Please change "a single pin" to "one marker" everywhere it occurs in the listing below and write out all of its lines again, with nothing else altered.

Pointing data excerpts:
◆ ◆ ◆ ◆ ◆

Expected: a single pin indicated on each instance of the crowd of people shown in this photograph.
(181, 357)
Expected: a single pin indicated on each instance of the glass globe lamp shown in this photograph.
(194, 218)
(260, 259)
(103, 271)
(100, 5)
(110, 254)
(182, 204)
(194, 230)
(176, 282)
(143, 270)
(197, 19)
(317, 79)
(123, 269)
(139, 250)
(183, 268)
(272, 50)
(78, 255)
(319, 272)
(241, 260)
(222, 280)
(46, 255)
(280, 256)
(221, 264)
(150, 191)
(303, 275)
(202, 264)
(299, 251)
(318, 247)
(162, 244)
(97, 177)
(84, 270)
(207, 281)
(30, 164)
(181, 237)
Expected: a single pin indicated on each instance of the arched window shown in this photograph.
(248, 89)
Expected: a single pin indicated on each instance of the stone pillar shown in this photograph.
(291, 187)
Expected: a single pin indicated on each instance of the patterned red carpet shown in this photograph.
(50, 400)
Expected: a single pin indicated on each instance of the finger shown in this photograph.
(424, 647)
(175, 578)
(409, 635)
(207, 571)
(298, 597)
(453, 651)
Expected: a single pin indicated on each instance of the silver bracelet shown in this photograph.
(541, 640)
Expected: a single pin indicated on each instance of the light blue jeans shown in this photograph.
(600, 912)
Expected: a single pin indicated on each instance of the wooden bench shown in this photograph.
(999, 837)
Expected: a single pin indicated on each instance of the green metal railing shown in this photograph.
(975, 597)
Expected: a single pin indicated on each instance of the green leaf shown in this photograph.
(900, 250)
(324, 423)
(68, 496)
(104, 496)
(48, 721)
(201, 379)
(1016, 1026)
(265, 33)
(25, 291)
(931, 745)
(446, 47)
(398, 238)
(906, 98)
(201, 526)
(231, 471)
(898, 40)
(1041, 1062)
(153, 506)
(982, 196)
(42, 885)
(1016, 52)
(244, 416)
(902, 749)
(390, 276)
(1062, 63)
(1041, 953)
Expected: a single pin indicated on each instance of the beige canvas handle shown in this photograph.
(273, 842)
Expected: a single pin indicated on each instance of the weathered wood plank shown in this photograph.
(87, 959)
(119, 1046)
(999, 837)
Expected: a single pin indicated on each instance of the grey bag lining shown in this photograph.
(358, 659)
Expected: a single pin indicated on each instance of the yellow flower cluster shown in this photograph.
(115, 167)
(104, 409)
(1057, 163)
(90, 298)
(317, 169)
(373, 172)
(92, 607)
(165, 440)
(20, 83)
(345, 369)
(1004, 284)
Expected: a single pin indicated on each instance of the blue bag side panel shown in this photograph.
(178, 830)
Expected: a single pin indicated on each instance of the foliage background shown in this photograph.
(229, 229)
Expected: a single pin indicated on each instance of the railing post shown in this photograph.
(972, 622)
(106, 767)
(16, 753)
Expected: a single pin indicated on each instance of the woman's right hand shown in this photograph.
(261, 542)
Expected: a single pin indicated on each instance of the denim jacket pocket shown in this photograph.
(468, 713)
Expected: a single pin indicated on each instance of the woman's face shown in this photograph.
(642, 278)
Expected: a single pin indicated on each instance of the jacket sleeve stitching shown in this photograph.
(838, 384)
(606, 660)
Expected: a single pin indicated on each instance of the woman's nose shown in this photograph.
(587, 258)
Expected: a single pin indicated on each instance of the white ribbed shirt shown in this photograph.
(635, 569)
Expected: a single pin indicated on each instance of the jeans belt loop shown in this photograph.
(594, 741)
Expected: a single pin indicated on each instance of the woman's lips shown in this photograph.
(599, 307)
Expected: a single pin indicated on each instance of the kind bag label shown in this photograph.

◆ ◆ ◆ ◆ ◆

Solution:
Expected: one marker indicated on each instance of the crowd of people shown in this photograph.
(181, 357)
Expected: one marker indicated on each instance of the glass globe lamp shown in this photograph.
(194, 218)
(260, 259)
(103, 271)
(100, 5)
(110, 254)
(182, 204)
(194, 230)
(176, 282)
(143, 270)
(197, 19)
(317, 79)
(123, 269)
(139, 250)
(183, 268)
(272, 50)
(78, 255)
(319, 272)
(241, 260)
(222, 280)
(46, 255)
(280, 256)
(221, 264)
(150, 191)
(303, 275)
(202, 264)
(299, 251)
(318, 247)
(162, 244)
(97, 177)
(84, 270)
(207, 281)
(30, 164)
(181, 237)
Expected: one marker indicated on each instance of the arched window shown in this photograph.
(248, 89)
Expected: one marker indicated on each instance of the stone pillar shown in this photograph.
(291, 187)
Expected: one marker indicated on each instance of the patterned red carpet shown in this photograph.
(50, 400)
Expected: one marker indicated on each instance of the finger shown in this photograph.
(424, 647)
(175, 578)
(409, 635)
(207, 571)
(298, 597)
(453, 651)
Expected: one marker indicated on each instance of the silver bracelet shown in this photograph.
(541, 640)
Expected: one marker indicated on each instance of the light blue jeans shown in this photograph.
(600, 912)
Expected: one marker indicated on each instance of the wooden bench shown in this photograph.
(999, 837)
Expected: one marker indicated on each instance of the green metal railing shown in this photograph.
(975, 597)
Expected: one marker indicated on each instance of the green leaf shown in this photograph.
(900, 250)
(324, 423)
(68, 496)
(104, 496)
(48, 721)
(201, 379)
(1016, 1026)
(265, 33)
(25, 291)
(931, 745)
(446, 47)
(398, 238)
(906, 98)
(201, 526)
(231, 471)
(898, 40)
(1041, 1062)
(153, 506)
(982, 196)
(42, 885)
(1016, 52)
(244, 416)
(902, 749)
(390, 276)
(1062, 63)
(1041, 953)
Expected: one marker indicated on each instance of the beige canvas handle shown in this photograph.
(273, 842)
Expected: one marker indicated on each instance of the weathered wood plank shown in this photograph.
(87, 959)
(119, 1046)
(999, 837)
Expected: one marker indicated on each instance of the grey bag lining shown in this photograph.
(358, 659)
Expected: one marker indicated on each instance of the yellow flower cluster shown in this photograph.
(115, 167)
(104, 409)
(1057, 163)
(90, 298)
(317, 169)
(373, 172)
(92, 607)
(165, 440)
(20, 83)
(345, 369)
(1004, 284)
Expected: one marker indicated on each instance of the blue bag side panel shown in this photograph.
(178, 830)
Expected: one marker indicated on each instance of the foliage background shown in this photograph.
(229, 229)
Expected: one marker indicated on each instance of the railing post shown in this photograph.
(972, 622)
(106, 767)
(16, 753)
Expected: one marker indicated on each instance of the woman's right hand shown in this photograph.
(261, 542)
Expected: one marker indicated on each instance of the denim jacket pocket shown in this photograph.
(468, 713)
Expected: one marker indicated on each instance of the woman's face shown in this photograph.
(642, 278)
Expected: one marker indicated on each instance of the jacket sleeve stitching shown in this photograph.
(838, 384)
(606, 660)
Expected: one marker indicated on each instance of the woman's nose shown in this photograph.
(587, 258)
Expected: one marker indicated on each instance of the white ribbed shirt shown in this photograph.
(635, 569)
Expected: one marker indicated on each instance of the jeans belt loop shown in this photograph.
(594, 741)
Expected: one marker indicated on each instance of the woman's lips shown in this photograph.
(599, 307)
Expected: one marker indicated on each instance of the kind bag label shown in this photograph.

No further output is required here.